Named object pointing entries
┄┄┄┄┄┄┄┄┄┄┄┄┄┄┄┄┄┄┄┄
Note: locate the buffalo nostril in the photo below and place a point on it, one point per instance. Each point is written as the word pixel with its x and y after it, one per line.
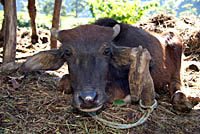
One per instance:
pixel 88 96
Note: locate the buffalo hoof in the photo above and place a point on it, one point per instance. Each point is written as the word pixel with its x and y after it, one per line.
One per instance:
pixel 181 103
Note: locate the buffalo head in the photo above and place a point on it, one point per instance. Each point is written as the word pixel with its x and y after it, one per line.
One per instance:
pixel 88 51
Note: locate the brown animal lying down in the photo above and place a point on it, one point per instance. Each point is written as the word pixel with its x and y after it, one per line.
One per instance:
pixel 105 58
┄┄┄┄┄┄┄┄┄┄┄┄┄┄┄┄┄┄┄┄
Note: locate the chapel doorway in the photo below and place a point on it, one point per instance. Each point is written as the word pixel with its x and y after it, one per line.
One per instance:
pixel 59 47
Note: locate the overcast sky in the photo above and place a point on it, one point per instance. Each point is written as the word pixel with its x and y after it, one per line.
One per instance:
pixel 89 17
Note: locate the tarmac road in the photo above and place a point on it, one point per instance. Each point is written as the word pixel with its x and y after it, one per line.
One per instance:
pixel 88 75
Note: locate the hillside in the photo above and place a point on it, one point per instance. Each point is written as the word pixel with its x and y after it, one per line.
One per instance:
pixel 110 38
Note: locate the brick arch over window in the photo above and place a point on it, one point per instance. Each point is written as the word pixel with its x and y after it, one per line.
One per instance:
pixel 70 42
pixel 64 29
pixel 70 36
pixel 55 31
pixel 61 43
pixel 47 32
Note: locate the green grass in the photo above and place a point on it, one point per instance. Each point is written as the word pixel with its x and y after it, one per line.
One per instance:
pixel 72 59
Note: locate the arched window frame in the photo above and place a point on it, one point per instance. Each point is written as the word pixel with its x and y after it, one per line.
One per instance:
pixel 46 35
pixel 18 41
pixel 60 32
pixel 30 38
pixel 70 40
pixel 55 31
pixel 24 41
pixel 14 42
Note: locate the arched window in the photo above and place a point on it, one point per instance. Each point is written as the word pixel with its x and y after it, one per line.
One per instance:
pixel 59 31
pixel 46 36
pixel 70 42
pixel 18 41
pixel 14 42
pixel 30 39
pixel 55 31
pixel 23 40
┄┄┄┄┄┄┄┄┄┄┄┄┄┄┄┄┄┄┄┄
Your goal
Copy the rows above word for word, from the line with "Note: locate the green" up to and including the line with "pixel 23 40".

Task result
Note: locate the green grass in the photo above and place a point on it, one point per instance. Each point is written as the word pixel with its x and y after it, one per line.
One per instance:
pixel 72 59
Note: locate the arched window frame in the photo above and place a point on it, one point per instance. Each point is written as the word pixel with its x and y after it, one per line.
One per instance:
pixel 46 35
pixel 18 41
pixel 60 32
pixel 30 38
pixel 70 40
pixel 55 31
pixel 24 41
pixel 14 42
Note: locate the arched window in the photo above and place a point on it, one point per instance. Each point is written as the word pixel with its x and y after it, one per line.
One per instance:
pixel 59 31
pixel 46 36
pixel 70 42
pixel 18 41
pixel 14 42
pixel 30 39
pixel 55 31
pixel 23 40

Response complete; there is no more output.